THE RECORDS:
*** Begin section ***
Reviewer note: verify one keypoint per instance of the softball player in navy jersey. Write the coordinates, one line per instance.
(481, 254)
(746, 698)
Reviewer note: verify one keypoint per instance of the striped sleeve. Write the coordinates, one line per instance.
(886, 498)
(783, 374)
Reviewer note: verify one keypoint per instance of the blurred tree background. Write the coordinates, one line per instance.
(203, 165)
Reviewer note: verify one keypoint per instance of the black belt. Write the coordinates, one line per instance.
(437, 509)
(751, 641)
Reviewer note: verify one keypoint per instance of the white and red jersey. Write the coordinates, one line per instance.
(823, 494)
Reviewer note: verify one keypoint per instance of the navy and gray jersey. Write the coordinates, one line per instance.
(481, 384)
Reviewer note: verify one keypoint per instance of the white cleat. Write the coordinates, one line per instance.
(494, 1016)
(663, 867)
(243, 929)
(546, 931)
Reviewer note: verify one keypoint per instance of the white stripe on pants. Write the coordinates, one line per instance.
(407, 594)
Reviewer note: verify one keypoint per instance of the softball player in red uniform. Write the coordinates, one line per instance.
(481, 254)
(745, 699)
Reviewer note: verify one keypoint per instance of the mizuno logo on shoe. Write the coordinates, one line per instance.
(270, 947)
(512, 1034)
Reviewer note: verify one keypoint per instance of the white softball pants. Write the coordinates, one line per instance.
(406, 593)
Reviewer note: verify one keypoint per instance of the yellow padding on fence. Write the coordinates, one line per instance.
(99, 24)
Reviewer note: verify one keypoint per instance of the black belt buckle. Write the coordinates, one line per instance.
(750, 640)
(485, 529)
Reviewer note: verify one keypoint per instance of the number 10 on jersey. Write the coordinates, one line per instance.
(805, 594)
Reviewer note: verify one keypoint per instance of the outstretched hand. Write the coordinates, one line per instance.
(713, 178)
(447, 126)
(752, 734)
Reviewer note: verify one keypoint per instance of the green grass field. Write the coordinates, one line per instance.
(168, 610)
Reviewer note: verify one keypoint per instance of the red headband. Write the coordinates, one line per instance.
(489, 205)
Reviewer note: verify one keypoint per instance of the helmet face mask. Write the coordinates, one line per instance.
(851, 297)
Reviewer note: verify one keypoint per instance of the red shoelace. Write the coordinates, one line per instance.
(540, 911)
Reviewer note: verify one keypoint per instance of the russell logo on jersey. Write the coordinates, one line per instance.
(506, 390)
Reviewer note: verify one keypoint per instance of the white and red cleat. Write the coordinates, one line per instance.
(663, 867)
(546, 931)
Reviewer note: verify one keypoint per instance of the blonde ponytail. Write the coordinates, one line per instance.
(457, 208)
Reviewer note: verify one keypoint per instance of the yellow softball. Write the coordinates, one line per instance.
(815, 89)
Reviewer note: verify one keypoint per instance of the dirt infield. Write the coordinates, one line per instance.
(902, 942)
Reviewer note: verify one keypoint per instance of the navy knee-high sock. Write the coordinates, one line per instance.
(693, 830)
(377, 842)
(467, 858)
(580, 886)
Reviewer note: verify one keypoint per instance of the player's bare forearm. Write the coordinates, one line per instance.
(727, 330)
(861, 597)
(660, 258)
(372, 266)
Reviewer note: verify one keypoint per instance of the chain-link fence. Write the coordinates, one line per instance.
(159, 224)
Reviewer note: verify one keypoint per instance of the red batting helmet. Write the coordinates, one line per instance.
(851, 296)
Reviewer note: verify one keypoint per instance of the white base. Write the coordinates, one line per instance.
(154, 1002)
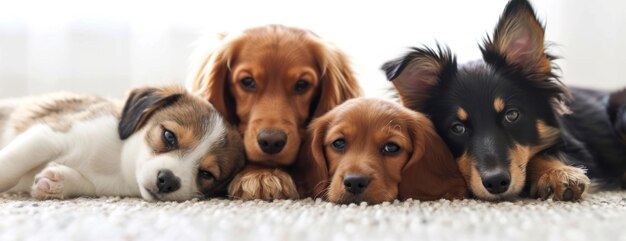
*** End section ***
REQUIRED ACTION: Output each entry above word for word. The pictures stay out.

EXERCISE RESULT:
Reviewer note: verify one keypoint per instance of the softball player in navy jersey. Write the coordinates, one line per instance.
(481, 254)
(746, 698)
Reviewer note: verify one keypoint per instance of the striped sleeve. Write the coordinates, one line per instance.
(886, 498)
(783, 374)
Reviewer note: verify one keypoint per instance of the blurred tree background. Write the coordinates, one line per instance.
(203, 165)
Reviewer note: verify one keypoint per instance of the black belt. Write the coordinates, one line per instance.
(437, 509)
(751, 641)
Reviewer note: verify one keypoint per instance of the white and red jersey. Write the coordinates, one line per instance.
(823, 494)
Reviewer note: verify one keypoint per instance of the navy and gray jersey. Write the coordinates, one line per instance.
(481, 384)
Reviewer note: verify one keypoint per instance of the white cleat. Write the coordinates, one line per instance.
(494, 1016)
(663, 867)
(243, 929)
(546, 931)
Reviewer note: verify one keypoint per instance of the white stripe on pants. Write the coordinates, one line per instance.
(407, 594)
Reviewer note: verify one keypoint per instance of the softball player in red uniform. Write the coordinates, one line per instance.
(481, 254)
(745, 699)
Reviewer note: verify one keypoint per instance of the mizuno logo on shoe. Write the coordinates, one line per instance.
(270, 947)
(512, 1034)
Reviewer note: verify one keypoint per instance of the white softball pants. Write the coordinates, one line per instance.
(406, 593)
Reviewer note: verify one keypoint per instance of the yellow padding on fence. Write the coordinates, one line per instance.
(99, 24)
Reviewer note: verify one keypoint per instance of the black belt buckle. Write the coordinates, one line per instance.
(750, 640)
(485, 529)
Reviewer note: verify one keypoint per instance of the number 10 on jersey. Write the coordinates, one line per instance.
(805, 594)
Reviewer note: verify one keypoint per instance of the outstretched hand. Write the coordinates, one line per instance.
(713, 178)
(447, 126)
(752, 734)
Reviewer note: verify one keypoint per instance of the green grass field. Write the coordinates, one line per instance.
(168, 610)
Reviewer note: verify one keypoint per instance of the red headband. Write the coordinates, one line per instance.
(489, 205)
Reviewer note: verify one keypoint per instance of the helmet face mask. Write the coordinates, one line per instance.
(851, 297)
Reviewer note: verify one keypoint per instance of the red shoelace. Write the coordinates, one line per instance.
(540, 911)
Reviewer note: verify one keypoint per instance of the russell logo on jersey. Write the coordinates, one line per instance.
(506, 390)
Reviewer note: verify one keypoint per instance of the white and red cleat. Write the coordinates, one line per instance.
(663, 867)
(546, 931)
Reviewer note: verify one keypoint per instance of the blonde ponytail. Write the coordinates, one line per instance.
(457, 208)
Reviewer note: verify one keypoint per instance of the yellow softball. Write the coordinates, one line per instance.
(815, 89)
Reviewer note: verify one keypoint per instance of the dirt infield. Write the coordinates, one line per instance.
(902, 942)
Reviewer note: verify one keypoint per instance of the navy knee-high sock. Write the coordinates, one line per instance.
(693, 830)
(377, 842)
(467, 858)
(580, 886)
Reviewer note: verify one keypoint per instance of the player's bare forearm. Write the coordinates, one line per instance.
(727, 330)
(861, 597)
(660, 258)
(372, 266)
Reviewer note: verify one keypoint per instance of the chain-link fence. Write the coordinates, one line per instance.
(159, 224)
Reviewer note: verify one keypoint per instance of the red batting helmet. Write the coordinates, one line per instance.
(851, 296)
Reviewer note: verify one keypoint per instance of the white base. Write the coordinates, one line per instance.
(154, 1002)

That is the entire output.